# DOCUMENT TEXT start

# Introduction to Reinforcement Learning

As a small recap: In reinforcement learning our main task is to *figure out an optimal policy π *. An optimal policy π is an "instruction set" for the agent so it knows how to act in order to maximize the total return (=reward) in every state.

There are often situations in Reinforcement Learning (RL) where it is *difficult to apply a Markov Decision Process* (MDP: read more about MDPs in Part I). For example, we generally have **no idea how** exactly the **environment**, where the agent acts, **works** or computing the transition probability function might be computationally expensive or in some cases even impossible. Shortly speaking, it is not an easy task to find a model of an environment. That is why, we might want to find out how we can go along without using a model. Model-Free Reinforcement Learning comes to the rescue.

The Model-Free RL approach uses no **transition probability** table and no **reward function**. Those two are often called **"the model"** of the environment. If we omit them, we get a "model-free" method.

We can exclude the model and let the agent learn from observed experience straight forward. In other words, instead of finding a model, we use model-free algorithms and allow the agent to learn while it acts without explicit knowledge of the environment - without any model, hence model-free.

##### Exploration and Exploitation

On a very high level, if the agent has to figure out itself how to behave, we have to give it some freedom (exploration) and some rule-set (exploitation).

We can increase the level of exploration in the agent and then it will try new actions all the time. The positive side is that the agent might potentially discover actions that might be very beneficial for its learning and result. The negative side is that the agent explores so much, it might ignore the actions that are optimal already. The agent keeps trying out all possible new actions that might be worse.

# DOCUMENT TEXT end

*WRITTEN REQUEST*: Continue the reinforcement learning text from where it stops, picking up after its last sentence.

# ENTRIES SUPPLIED start

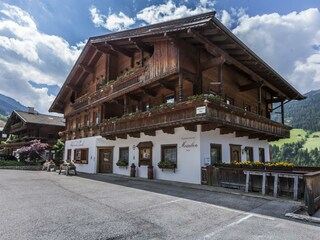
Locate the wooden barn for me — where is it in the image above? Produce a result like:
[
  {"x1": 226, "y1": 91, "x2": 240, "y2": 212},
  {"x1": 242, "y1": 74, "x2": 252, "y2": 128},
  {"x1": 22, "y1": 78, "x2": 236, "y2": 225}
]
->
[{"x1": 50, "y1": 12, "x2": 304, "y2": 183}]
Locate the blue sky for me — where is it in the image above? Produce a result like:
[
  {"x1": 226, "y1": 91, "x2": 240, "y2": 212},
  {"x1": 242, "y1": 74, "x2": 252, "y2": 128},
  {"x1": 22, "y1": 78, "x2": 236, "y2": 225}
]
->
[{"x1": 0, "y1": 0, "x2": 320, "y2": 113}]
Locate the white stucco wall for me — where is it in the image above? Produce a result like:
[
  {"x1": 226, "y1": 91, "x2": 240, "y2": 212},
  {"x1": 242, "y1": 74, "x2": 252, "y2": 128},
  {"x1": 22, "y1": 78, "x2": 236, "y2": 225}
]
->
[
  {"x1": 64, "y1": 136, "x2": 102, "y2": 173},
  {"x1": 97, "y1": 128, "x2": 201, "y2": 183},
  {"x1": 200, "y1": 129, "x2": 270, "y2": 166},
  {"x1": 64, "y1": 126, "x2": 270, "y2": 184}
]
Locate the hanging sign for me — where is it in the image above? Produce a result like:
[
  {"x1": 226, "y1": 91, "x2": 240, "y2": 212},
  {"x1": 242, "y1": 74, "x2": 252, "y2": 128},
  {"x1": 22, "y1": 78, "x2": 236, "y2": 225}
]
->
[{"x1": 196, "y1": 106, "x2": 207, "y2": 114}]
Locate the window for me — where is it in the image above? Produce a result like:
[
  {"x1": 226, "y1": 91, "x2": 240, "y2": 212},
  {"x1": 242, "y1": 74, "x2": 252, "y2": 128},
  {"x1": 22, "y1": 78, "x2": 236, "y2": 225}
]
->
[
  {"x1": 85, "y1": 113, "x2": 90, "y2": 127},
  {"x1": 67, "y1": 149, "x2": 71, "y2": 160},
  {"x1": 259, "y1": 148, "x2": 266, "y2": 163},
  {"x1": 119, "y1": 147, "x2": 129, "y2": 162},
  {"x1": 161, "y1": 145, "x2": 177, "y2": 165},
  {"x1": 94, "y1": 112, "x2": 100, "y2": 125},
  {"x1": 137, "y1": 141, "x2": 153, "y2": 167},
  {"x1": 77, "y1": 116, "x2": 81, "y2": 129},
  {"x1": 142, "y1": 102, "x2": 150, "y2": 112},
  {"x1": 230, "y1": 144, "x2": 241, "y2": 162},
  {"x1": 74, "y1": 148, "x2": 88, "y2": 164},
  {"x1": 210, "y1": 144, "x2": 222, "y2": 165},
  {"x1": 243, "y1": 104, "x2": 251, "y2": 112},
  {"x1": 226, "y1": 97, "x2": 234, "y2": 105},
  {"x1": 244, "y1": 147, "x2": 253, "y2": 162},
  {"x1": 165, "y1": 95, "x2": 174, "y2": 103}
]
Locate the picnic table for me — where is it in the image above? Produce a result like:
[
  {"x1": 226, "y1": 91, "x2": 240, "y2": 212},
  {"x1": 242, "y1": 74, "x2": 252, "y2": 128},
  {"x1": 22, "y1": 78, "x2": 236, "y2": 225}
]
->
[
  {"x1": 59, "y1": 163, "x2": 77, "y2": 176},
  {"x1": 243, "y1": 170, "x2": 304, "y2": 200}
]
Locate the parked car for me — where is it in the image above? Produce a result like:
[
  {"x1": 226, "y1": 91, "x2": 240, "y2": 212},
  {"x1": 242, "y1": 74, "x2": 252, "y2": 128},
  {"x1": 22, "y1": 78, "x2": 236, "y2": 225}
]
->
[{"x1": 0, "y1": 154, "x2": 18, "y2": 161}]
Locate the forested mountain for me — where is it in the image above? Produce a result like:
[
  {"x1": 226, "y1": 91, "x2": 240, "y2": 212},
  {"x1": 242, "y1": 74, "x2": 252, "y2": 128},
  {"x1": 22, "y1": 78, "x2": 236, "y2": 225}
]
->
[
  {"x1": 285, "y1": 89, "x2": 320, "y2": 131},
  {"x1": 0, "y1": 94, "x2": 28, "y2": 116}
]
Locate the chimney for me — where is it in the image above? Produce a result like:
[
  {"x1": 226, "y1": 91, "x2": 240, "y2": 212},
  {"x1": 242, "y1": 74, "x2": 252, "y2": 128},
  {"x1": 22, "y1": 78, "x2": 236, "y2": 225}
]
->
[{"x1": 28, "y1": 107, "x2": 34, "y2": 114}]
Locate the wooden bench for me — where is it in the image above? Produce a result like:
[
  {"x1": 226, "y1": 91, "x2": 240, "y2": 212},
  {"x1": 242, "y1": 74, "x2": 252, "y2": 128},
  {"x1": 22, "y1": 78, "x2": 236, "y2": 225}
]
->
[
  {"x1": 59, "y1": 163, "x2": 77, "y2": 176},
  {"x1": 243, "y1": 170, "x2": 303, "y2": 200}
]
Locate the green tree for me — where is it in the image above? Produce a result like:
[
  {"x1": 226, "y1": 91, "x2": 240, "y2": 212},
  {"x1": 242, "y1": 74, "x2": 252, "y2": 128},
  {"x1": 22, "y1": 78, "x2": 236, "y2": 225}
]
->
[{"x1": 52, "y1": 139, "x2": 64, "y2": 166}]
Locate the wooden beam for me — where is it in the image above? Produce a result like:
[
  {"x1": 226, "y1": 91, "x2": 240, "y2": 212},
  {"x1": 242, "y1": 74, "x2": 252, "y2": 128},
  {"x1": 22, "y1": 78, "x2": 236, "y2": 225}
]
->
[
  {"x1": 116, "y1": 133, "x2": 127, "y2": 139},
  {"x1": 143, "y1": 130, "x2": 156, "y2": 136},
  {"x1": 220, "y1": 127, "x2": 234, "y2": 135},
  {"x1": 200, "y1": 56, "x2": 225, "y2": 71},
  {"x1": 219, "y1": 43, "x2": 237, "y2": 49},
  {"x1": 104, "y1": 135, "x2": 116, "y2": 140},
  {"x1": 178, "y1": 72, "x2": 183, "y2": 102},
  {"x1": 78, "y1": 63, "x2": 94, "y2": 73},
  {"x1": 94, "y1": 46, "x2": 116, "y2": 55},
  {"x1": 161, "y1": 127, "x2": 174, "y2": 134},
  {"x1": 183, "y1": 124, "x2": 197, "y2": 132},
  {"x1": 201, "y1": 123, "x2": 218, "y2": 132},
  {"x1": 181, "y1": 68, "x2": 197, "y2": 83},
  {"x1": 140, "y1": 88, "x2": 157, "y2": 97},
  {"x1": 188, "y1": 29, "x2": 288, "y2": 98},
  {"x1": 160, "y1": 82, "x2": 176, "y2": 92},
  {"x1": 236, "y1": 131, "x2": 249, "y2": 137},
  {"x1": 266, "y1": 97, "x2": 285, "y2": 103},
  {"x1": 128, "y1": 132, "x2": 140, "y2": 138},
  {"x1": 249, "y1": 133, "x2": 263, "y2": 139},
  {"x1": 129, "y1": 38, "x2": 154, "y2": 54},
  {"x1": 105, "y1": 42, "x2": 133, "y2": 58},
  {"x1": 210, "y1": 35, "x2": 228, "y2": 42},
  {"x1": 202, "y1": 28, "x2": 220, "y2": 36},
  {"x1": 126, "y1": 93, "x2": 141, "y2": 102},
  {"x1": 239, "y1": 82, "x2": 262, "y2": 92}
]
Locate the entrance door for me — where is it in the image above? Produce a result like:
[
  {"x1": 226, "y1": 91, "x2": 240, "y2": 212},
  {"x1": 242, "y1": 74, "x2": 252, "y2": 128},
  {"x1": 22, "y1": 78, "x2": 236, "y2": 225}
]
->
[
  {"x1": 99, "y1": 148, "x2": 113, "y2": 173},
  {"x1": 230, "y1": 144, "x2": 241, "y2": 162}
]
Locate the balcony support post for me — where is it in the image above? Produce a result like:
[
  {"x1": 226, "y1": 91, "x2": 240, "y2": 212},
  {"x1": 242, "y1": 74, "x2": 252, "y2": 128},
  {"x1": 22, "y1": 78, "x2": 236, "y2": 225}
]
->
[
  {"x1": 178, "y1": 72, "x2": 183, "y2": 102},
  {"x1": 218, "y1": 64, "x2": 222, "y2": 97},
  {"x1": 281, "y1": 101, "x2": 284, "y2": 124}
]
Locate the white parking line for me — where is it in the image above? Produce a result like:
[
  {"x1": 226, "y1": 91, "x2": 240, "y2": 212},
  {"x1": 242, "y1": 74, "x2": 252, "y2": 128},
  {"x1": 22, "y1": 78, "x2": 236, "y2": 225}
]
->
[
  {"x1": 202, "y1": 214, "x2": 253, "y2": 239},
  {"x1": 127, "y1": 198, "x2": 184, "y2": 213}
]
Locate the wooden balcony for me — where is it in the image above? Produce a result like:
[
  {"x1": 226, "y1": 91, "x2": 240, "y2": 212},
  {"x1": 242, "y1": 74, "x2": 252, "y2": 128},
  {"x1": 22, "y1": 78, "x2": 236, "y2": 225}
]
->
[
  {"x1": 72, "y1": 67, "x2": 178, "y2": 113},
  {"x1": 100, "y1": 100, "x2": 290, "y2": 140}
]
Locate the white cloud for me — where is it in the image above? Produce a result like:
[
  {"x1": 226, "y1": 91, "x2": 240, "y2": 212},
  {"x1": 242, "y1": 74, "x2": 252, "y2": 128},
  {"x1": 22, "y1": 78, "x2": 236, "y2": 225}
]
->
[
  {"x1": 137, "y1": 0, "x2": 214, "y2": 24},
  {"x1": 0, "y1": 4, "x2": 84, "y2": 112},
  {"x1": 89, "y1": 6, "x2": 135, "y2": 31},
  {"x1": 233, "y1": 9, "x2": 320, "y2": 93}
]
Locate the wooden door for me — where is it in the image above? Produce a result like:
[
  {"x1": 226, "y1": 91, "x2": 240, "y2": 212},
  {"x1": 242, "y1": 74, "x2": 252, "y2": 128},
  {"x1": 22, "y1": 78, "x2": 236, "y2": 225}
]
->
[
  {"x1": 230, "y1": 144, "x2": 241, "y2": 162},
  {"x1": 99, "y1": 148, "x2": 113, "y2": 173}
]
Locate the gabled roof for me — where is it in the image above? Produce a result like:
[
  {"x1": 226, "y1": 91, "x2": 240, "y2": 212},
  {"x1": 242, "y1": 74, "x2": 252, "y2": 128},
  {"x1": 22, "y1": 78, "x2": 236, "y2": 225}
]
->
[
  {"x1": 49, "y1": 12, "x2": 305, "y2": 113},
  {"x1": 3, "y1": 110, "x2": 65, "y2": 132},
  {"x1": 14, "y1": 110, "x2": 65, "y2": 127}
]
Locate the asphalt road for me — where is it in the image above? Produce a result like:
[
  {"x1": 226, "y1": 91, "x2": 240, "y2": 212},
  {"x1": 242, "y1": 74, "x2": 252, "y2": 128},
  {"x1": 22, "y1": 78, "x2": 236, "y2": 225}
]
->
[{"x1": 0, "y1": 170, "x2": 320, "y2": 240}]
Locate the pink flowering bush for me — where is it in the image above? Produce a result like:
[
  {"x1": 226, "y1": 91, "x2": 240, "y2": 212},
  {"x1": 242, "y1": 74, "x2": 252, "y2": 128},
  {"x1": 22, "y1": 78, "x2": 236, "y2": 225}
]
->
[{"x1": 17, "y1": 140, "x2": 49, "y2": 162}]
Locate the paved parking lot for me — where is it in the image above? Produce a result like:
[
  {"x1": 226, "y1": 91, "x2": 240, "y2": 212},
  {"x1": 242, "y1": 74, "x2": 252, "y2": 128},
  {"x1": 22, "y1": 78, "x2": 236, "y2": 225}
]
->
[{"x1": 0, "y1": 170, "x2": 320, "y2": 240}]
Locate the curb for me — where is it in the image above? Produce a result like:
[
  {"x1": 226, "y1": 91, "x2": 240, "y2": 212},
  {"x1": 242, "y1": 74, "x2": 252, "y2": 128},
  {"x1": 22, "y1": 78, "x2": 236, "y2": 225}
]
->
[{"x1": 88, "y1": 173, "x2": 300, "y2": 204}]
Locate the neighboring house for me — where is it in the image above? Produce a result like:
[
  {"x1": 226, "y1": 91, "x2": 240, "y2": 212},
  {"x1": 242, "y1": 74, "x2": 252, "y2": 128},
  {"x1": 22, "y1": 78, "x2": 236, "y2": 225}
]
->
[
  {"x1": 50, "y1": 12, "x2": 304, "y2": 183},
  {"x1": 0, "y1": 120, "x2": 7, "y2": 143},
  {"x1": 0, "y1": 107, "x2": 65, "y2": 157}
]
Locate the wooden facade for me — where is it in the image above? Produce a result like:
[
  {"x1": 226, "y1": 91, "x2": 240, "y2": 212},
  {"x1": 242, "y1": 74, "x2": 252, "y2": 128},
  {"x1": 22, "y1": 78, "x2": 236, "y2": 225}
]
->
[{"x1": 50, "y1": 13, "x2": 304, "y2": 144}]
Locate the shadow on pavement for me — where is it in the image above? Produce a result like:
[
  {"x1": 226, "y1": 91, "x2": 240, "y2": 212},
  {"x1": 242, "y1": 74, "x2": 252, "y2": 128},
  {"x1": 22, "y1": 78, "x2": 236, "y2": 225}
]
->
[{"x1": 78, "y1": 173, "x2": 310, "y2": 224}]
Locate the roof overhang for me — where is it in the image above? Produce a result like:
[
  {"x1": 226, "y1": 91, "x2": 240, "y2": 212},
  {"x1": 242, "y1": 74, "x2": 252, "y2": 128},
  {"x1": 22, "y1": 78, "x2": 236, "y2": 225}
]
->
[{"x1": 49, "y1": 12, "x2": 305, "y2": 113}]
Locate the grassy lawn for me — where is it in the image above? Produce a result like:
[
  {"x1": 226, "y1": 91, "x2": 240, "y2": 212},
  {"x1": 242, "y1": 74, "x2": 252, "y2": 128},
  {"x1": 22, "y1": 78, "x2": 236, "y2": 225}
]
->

# ENTRIES SUPPLIED end

*RESULT OF THE EXERCISE*:
An exploration example would be an ε-greedy (epsilon-greedy) policy which can explore too much if tuned falsely. ε-greedy acts greedily in most cases, but sometimes it randomly chooses one action from all possible actions for exploration. How often the algorithm chooses random actions is defined by the parameter ε epsilon, hence ε-greedy. By doing so the algorithm considers new actions during sampling. For example, take two extremes: with probability ε = 1 the algorithm chooses a random action, hence the agent behaves completely explorative. With probability ε = 0 the algorithm chooses a greedy action all the time. This returns maximum reward for a state the agent is in. Hence ε of 0 means the agent is completely exploitative.

Exploitation, on the other hand, is another extreme: when the exploitation level is high, the agent keeps doing what it was doing all the time and trying out nothing new. By having high exploitation, the agent oversees other actions that might be more beneficial than those the agent chooses again and again. Nevertheless, the positive side is that the agent has a certain trajectory (an episode) and an action-set which was proven to work. But if it tries nothing new, it will never learns whether there are better possibilities or not.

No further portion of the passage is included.